» Provided passage:
+ + + + + + +

At first she rented a room at quai des Bergues but in 1932 she settled into a new small flat (two rooms and a kitchen) on 5 rue Théodor Weber, which was to remain her home until 1992. For Alice Golay, Geneva appeared as “la Babylone helvétique“, so different from the world she had previously known. Like Hélène in her book Le Creux de la Vague, “year by year, the new life had taken a larger and larger part, while the old one less and less”. Thus while at first her chief Mrs. Laverrière regretted “a certain tendency to chattering and concealed inactivity during working hours”, she quickly seems to have adapted herself to the office routine and already in May 1926 she won an internal competition and was promoted to clerk-1st class.

The toils of a documentalist

It was a new challenge for Alice Golay when, in June 1926, she was transferred to the Documents Service of the General Information Section. In the job of dépouilleuse she spent the next thirteen years, a period of her life on which she frequently drew in her novels.

Her duties were to analyse and prepare abstracts from incoming French language periodicals and documents. In this work her good analytical and drafting skills came to great use, and she was noted for her “well chosen selection of information” and “the intelligent and careful drafting of abstracts”, unfortunately “blemished with typing and spelling errors”.

+ + + + + + +

» Objective: Write the next part of the account above about Alice Golay's working life in Geneva, starting right after its last sentence.

+ + + + + + +

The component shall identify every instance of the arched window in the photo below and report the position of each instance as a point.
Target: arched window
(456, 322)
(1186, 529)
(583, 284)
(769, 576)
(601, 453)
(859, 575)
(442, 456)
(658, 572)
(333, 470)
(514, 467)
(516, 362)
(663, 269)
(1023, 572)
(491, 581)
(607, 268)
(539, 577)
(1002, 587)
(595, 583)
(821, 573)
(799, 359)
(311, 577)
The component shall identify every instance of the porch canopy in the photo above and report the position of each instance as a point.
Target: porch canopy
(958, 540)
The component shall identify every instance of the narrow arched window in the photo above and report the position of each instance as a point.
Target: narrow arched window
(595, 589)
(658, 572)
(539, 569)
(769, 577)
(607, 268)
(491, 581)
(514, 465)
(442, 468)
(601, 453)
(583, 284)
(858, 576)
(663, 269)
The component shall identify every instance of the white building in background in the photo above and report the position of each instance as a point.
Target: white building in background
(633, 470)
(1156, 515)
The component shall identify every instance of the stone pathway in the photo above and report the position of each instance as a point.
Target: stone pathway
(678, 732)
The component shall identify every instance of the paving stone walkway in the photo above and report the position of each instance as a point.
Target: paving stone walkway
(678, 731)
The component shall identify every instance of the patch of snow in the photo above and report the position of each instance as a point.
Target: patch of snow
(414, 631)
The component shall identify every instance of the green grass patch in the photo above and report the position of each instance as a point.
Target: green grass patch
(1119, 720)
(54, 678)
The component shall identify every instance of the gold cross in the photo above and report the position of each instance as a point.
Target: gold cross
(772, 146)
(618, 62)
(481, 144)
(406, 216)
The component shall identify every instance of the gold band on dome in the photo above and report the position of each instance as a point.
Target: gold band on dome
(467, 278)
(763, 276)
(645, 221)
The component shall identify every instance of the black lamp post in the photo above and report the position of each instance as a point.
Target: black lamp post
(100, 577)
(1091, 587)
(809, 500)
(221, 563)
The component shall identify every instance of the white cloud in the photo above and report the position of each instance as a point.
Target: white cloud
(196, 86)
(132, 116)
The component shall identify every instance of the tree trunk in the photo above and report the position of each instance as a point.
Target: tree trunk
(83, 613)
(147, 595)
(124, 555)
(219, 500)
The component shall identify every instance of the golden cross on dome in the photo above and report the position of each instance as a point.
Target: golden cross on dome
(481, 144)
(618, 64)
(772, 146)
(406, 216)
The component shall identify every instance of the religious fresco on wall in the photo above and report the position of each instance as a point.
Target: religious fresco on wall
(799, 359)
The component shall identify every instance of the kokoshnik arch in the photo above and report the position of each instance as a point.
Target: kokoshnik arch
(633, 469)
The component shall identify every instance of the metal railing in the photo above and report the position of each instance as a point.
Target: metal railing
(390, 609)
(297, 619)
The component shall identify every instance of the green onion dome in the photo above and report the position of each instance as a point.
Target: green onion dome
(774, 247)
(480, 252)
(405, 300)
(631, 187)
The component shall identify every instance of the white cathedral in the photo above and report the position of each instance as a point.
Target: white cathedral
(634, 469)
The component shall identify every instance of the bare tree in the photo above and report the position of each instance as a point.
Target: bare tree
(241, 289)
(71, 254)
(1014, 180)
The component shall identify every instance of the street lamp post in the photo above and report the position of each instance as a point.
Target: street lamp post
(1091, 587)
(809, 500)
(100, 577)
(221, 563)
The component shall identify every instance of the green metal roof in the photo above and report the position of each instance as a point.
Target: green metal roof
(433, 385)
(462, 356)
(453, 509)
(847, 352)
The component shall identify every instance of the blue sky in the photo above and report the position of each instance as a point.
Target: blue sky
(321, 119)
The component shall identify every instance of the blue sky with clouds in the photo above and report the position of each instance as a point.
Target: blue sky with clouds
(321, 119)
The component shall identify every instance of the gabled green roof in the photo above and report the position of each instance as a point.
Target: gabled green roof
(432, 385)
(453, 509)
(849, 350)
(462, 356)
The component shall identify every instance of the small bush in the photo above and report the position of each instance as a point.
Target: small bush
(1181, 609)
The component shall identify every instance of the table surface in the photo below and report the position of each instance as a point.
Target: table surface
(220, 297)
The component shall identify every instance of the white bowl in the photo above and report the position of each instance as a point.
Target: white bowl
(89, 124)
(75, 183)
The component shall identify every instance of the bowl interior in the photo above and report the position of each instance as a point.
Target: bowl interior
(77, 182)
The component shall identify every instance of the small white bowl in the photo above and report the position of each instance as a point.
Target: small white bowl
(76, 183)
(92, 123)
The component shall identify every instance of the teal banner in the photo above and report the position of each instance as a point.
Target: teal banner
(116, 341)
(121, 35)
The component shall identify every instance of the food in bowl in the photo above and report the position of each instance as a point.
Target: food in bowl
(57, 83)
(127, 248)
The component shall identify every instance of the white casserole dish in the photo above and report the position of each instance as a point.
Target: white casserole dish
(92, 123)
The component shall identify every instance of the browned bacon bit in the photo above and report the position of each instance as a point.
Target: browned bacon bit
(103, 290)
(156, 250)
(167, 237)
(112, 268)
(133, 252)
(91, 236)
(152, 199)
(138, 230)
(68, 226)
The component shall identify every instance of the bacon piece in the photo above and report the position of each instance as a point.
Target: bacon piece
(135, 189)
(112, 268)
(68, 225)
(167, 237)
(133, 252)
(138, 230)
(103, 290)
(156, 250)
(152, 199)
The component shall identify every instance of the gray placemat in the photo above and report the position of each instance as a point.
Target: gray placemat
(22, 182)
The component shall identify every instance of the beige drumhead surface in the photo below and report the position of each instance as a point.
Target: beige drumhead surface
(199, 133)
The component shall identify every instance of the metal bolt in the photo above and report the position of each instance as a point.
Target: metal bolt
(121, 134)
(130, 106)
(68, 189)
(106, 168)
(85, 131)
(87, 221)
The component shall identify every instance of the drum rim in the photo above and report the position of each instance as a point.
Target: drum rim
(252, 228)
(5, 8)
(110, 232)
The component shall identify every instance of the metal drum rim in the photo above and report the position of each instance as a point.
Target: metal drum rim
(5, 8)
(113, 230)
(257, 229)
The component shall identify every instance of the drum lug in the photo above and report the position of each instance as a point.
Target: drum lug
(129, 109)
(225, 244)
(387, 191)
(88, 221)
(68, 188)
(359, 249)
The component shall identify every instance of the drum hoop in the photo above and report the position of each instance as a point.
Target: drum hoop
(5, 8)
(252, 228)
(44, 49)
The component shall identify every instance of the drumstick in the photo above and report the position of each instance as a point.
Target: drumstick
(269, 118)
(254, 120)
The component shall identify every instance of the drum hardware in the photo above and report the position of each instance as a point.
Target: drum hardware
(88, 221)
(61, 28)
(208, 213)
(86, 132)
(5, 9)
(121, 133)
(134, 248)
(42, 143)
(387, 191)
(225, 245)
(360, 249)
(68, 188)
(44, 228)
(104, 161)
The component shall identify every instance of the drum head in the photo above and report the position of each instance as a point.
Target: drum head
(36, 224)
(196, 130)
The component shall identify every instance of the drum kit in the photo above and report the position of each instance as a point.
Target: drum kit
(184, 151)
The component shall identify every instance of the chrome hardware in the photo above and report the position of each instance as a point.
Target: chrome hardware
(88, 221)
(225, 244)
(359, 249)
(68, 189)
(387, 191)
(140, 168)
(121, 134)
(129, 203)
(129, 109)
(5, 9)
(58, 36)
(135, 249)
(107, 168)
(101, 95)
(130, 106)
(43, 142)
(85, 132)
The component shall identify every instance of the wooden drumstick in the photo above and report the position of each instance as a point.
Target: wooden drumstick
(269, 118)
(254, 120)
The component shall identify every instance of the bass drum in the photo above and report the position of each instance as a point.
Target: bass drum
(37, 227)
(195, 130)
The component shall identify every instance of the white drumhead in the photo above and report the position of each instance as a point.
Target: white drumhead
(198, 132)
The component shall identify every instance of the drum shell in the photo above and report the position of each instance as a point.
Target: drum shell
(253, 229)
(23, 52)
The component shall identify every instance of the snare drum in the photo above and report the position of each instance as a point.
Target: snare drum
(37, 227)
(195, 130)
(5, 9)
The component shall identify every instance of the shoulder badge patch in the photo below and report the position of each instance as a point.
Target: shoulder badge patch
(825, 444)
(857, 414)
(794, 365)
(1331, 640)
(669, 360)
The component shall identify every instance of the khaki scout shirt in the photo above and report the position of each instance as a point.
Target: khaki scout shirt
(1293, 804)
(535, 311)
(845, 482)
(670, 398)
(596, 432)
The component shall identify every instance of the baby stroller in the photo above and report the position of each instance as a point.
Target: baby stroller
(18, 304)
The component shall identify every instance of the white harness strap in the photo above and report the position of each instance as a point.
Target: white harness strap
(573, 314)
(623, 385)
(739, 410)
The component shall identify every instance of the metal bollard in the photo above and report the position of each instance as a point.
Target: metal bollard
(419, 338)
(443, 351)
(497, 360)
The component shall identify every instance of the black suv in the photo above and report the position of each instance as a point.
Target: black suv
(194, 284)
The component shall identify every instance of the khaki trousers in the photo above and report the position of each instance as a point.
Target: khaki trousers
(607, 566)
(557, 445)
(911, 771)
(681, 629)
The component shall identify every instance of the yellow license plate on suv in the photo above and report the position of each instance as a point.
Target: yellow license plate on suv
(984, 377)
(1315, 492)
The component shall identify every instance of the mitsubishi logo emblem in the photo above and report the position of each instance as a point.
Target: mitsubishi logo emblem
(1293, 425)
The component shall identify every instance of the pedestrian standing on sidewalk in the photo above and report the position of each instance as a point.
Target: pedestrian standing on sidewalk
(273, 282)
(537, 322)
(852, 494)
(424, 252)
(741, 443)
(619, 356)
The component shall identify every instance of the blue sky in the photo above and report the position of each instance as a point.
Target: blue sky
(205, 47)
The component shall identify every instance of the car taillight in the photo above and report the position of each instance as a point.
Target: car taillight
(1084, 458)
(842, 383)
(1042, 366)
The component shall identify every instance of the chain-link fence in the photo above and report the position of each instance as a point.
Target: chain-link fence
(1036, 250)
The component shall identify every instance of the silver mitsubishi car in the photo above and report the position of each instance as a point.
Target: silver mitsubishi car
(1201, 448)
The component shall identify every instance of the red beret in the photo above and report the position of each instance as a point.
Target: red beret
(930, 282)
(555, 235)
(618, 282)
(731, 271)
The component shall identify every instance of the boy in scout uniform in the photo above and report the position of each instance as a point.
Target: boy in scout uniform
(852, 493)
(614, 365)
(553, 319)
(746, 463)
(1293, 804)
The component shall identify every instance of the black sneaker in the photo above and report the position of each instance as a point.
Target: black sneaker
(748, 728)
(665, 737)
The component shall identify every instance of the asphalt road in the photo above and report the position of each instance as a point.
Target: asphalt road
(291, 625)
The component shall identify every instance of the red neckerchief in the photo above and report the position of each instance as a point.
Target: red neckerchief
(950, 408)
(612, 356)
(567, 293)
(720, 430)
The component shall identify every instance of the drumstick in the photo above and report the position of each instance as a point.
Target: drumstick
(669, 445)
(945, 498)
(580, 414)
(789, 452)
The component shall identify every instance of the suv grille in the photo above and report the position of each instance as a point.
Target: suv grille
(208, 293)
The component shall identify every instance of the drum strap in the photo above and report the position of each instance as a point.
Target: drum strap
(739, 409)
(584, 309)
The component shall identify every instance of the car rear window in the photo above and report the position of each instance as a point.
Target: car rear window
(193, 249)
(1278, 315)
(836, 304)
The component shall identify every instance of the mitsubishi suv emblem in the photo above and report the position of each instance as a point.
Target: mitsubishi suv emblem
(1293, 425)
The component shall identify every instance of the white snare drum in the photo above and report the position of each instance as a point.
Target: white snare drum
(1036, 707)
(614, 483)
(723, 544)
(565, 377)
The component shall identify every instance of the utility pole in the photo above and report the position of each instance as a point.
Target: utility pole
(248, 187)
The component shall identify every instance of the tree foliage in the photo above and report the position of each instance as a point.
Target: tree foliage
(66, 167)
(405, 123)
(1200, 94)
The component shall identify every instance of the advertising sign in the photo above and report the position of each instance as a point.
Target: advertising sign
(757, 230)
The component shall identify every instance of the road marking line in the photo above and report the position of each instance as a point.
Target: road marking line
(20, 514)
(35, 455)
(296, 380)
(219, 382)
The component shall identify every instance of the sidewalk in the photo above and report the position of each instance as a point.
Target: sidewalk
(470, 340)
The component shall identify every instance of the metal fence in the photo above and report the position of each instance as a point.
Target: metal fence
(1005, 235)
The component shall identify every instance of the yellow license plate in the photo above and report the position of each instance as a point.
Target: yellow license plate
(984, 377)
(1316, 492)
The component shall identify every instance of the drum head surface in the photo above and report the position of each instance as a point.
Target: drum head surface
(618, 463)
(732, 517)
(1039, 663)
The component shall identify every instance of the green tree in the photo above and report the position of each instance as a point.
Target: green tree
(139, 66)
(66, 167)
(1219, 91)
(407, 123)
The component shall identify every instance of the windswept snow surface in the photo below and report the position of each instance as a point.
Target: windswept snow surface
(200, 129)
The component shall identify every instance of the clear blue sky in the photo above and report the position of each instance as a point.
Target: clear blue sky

+ + + + + + +

» Right answer:
The workload was extremely heavy and her chief, Miss Marie Schappler, was highly demanding and kept detailed output statistics, as can still be witnessed from the files. “Exigent of her staff and of herself … strenuous in her work and devoted to the service” (as stated in a report), she lived mainly for the Office and expected her collaborators to do the same. Alice Golay suffered under the burden and in Jette ton Pain she describes how she “at the Office was sinking under an excessive workload, obliged each day to produce 35 abstracts from newspapers and periodicals, not counting French parliamentary debates”, which figured among her daily tasks, frequently obliging her to take the papers home and work till late into the night to finish the work. Her endeavours were appreciated and in 1939 her chief complimented her as “one of the best dépouilleuse” in the unit.

First literary steps

ln Le Creux de la Vague the heroine makes the following remarks about her career: “I have really made a good choice, she suddenly thought with a pang, shutting the door of her car, as if she had waited twelve years to pose this question and was starting to dream of a life which could have been hers if she had wanted”. The choice in life – and to have the courage to make it – is a theme which frequently occurs in her works. ln Comptez vos Jours she poses the question of the role of women in an age where the offices “slowly develop a new form of female servitude and greatness?”.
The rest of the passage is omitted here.